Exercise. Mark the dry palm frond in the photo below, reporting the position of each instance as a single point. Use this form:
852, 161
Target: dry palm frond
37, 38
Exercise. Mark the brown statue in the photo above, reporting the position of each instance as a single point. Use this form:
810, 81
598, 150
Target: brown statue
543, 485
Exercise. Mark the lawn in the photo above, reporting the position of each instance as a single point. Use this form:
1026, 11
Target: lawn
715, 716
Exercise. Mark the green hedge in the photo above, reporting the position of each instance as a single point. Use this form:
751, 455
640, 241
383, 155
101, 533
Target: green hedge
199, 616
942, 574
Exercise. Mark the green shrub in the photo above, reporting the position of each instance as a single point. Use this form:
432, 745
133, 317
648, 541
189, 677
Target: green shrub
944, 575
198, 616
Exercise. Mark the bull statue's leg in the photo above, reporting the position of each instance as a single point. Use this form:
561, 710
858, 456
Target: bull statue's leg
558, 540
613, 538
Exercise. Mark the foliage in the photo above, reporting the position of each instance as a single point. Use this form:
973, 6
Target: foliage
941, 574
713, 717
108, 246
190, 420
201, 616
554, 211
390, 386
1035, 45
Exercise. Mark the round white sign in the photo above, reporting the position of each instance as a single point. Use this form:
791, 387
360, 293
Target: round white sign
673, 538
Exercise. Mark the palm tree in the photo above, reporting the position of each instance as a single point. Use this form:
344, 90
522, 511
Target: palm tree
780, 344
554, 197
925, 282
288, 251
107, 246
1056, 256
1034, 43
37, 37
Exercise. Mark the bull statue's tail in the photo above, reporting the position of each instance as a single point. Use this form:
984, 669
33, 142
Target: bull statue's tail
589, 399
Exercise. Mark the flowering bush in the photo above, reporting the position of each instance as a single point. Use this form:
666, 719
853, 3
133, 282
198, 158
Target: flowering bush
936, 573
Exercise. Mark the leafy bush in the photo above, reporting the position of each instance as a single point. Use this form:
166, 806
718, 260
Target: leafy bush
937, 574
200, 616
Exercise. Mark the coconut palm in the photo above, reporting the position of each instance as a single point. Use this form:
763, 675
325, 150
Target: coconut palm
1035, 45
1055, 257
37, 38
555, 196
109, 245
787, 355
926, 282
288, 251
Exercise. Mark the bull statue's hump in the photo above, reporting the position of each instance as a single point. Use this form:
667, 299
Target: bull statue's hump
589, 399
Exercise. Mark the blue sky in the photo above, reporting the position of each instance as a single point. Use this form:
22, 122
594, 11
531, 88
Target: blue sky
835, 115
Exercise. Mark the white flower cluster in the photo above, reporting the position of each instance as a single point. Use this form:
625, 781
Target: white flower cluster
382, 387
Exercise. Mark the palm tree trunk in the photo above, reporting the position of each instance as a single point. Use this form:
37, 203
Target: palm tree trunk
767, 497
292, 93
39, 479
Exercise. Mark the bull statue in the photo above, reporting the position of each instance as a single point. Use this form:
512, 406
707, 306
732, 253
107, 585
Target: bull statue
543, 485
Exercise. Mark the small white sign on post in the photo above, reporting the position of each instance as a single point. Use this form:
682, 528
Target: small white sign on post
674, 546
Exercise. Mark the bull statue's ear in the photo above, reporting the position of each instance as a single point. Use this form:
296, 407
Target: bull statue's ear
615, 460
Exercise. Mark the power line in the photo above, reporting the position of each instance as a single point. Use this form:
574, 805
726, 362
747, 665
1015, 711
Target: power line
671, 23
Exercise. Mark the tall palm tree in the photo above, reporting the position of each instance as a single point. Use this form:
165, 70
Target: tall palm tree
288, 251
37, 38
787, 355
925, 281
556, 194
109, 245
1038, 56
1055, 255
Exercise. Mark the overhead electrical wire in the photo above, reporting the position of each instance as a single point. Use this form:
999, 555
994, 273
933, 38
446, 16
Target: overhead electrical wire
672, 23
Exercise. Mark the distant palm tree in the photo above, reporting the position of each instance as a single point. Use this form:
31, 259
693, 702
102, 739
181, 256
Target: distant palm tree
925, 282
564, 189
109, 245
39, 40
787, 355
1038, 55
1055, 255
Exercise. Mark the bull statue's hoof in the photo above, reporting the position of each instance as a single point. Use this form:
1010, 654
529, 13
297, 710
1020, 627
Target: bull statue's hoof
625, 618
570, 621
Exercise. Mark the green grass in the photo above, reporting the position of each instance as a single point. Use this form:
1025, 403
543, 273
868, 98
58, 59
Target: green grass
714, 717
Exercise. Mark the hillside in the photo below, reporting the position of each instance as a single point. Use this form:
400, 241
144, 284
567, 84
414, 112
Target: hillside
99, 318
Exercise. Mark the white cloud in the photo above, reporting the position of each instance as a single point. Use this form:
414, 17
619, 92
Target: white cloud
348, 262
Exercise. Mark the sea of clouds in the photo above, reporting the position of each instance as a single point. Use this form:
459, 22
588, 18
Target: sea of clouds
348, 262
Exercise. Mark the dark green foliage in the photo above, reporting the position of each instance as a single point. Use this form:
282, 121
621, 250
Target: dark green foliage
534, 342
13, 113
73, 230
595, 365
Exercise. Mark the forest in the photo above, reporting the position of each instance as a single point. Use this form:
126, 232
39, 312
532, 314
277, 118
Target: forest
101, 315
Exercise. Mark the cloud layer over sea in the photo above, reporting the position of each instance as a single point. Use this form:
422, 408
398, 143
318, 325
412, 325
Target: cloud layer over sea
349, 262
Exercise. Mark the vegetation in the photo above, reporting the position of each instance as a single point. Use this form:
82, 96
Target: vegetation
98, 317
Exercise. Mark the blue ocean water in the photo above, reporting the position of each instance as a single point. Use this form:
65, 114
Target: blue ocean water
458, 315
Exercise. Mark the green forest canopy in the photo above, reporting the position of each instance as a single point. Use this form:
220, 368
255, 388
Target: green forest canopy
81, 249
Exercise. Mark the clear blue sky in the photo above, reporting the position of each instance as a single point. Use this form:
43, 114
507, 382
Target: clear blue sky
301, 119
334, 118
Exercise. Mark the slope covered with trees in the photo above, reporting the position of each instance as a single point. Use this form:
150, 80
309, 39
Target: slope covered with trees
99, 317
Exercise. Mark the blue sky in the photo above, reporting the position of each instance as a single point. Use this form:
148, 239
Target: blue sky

-=-=-

Write out the material above exactly and in full.

Exercise. Mark the dry palm frond in the photo below, reporting the position of each instance as a single point. Use this form:
852, 161
Target: dry palm frond
37, 38
Exercise. Mark the brown statue in the photo above, reporting the position of each instance as a single point. Use this form:
810, 81
598, 150
Target: brown statue
543, 485
Exercise. Mark the lawn in the photo above, reporting the position of each instance as a single point. Use this form:
1026, 11
Target: lawn
715, 716
Exercise. Mark the green hedge in the photo above, reporting the position of each instance as a single point. Use this form:
751, 455
640, 241
383, 155
101, 533
Target: green hedge
199, 616
942, 574
Exercise. Mark the green shrub in the photo above, reporting the position of each instance as a single point. Use this form:
432, 745
133, 317
648, 541
189, 677
Target: green shrub
944, 575
198, 616
Exercise. Mark the bull statue's leg in the photo above, reporting the position of each instance as a single point. Use this form:
561, 710
858, 456
Target: bull statue's leg
558, 540
613, 538
Exercise. Mark the foliage in the photo above, reporting the position of each instance as a single point. Use this form:
973, 6
Target: foliage
941, 574
713, 717
108, 246
190, 420
201, 616
554, 211
390, 386
1035, 45
Exercise. Mark the round white sign in the photo above, reporting the position of each instance as a single point. Use this form:
791, 387
360, 293
Target: round white sign
673, 538
Exercise. Mark the palm tree in the photo above, reporting the position of each instance as a single point. Use this form:
344, 90
522, 511
Target: palm tree
780, 344
554, 197
925, 282
288, 251
107, 246
1056, 256
1034, 43
37, 37
Exercise. Mark the bull statue's tail in the photo above, reporting the position of each instance as a single point. Use this form:
984, 669
33, 142
Target: bull statue's tail
589, 399
Exercise. Mark the flowering bush in the photo above, reporting the position of each instance as a single point. Use this form:
666, 719
853, 3
133, 282
198, 158
Target: flowering bush
936, 573
Exercise. Mark the leafy bush in the photo above, reporting the position of each instance as a single point. Use this form:
166, 806
718, 260
Target: leafy bush
937, 574
200, 616
Exercise. Mark the coconut palm in the photo above, reporting the position of each instance as a single point. Use this form:
763, 675
325, 150
Target: coconut palm
1035, 45
1055, 257
37, 38
555, 196
109, 245
787, 355
926, 282
288, 251
Exercise. Mark the bull statue's hump in the photo above, reporting the position of each instance as a single point. Use this form:
667, 299
Target: bull statue's hump
589, 399
Exercise. Mark the blue sky in the photo above, reporting the position of each instance as a single point. Use this form:
22, 122
594, 11
531, 88
Target: blue sky
835, 115
Exercise. Mark the white flower cluster in the photo above, reporting the position of each instance as a single point. Use this form:
625, 781
Target: white flower cluster
382, 387
Exercise. Mark the palm tree trunk in the photo above, reporting the position of each instance as a single point. Use this form:
37, 203
Target: palm tree trunk
767, 497
292, 93
39, 479
Exercise. Mark the bull statue in the photo above, reporting the position of each instance as a single point. Use this form:
512, 406
707, 306
732, 253
107, 585
Target: bull statue
543, 485
Exercise. Mark the small white sign on post in the photo above, reporting the position of each instance as a single point. Use this form:
682, 528
Target: small white sign on post
674, 546
Exercise. Mark the bull statue's ear in the photo above, reporting the position of each instance as a single point. Use this form:
296, 407
Target: bull statue's ear
615, 460
Exercise. Mark the power line in the photo above, reporting the position of each instance as a single point. Use this form:
574, 805
726, 362
747, 665
1015, 711
Target: power line
671, 23
Exercise. Mark the tall palm tree in the photo above, reporting the position of each instance as a single point. Use this form:
165, 70
Target: tall palm tree
288, 251
37, 38
787, 355
925, 281
556, 194
109, 245
1038, 56
1055, 255
Exercise. Mark the overhead electrical wire in the photo above, reporting the position of each instance as a single point. Use this form:
999, 555
994, 273
933, 38
446, 16
Target: overhead electrical wire
672, 23
Exercise. Mark the distant palm tree in the photo above, reporting the position of each instance as a single point. Use this form:
31, 259
693, 702
102, 739
181, 256
Target: distant palm tree
925, 282
564, 189
109, 245
39, 40
787, 355
1038, 55
1055, 255
Exercise. Mark the bull statue's hoof in the photo above, reporting the position of each instance as a single point. Use this form:
1010, 654
529, 13
297, 710
1020, 627
Target: bull statue's hoof
625, 618
570, 621
Exercise. Mark the green grass in the photo above, reporting the position of each instance as a single point. Use this form:
1025, 403
543, 273
868, 98
58, 59
Target: green grass
714, 717
Exercise. Mark the hillside in the photo below, reporting the position of each instance as a single point. Use this form:
400, 241
144, 284
567, 84
414, 112
Target: hillside
99, 318
Exercise. Mark the white cloud in the photo above, reporting the position of each instance as a single point. Use this form:
414, 17
619, 92
Target: white cloud
348, 262
Exercise. Mark the sea of clouds in the photo above, reporting the position of each instance as a single point. Use this form:
459, 22
588, 18
Target: sea of clouds
348, 262
Exercise. Mark the dark green foliage in the photo above, reporting the position of each instance as a single point. Use this form:
282, 121
621, 250
Target: dark green foliage
534, 342
13, 113
73, 230
595, 365
Exercise. Mark the forest in the photo above, reporting the position of each instance as a single point. Use this form:
126, 232
39, 312
532, 314
277, 118
Target: forest
101, 315
Exercise. Mark the cloud layer over sea in the photo above, reporting the position of each instance as a single point. Use this form:
422, 408
398, 143
318, 325
412, 325
Target: cloud layer over sea
349, 262
Exercise. Mark the vegetation in the photo above, reporting the position of each instance as a single point. Use this form:
82, 96
Target: vegetation
98, 317
Exercise. Mark the blue ocean water in the photo above, reporting the position of each instance as a single point. Use this form:
65, 114
Target: blue ocean water
458, 315
Exercise. Mark the green forest canopy in the photo above, reporting the position of each instance as a single point. Use this form:
220, 368
255, 388
Target: green forest canopy
81, 249
Exercise. Mark the clear blue sky in the photo above, reporting the position of each instance as a single point. Use this form:
43, 114
507, 382
Target: clear blue sky
301, 119
334, 118
Exercise. Mark the slope covered with trees in the photo above, reporting the position of each instance as a single point. Use this form:
150, 80
309, 39
Target: slope covered with trees
99, 317
Exercise. Mark the blue sky in the photo above, reporting the position of each instance as a single point. Use this form:
148, 239
Target: blue sky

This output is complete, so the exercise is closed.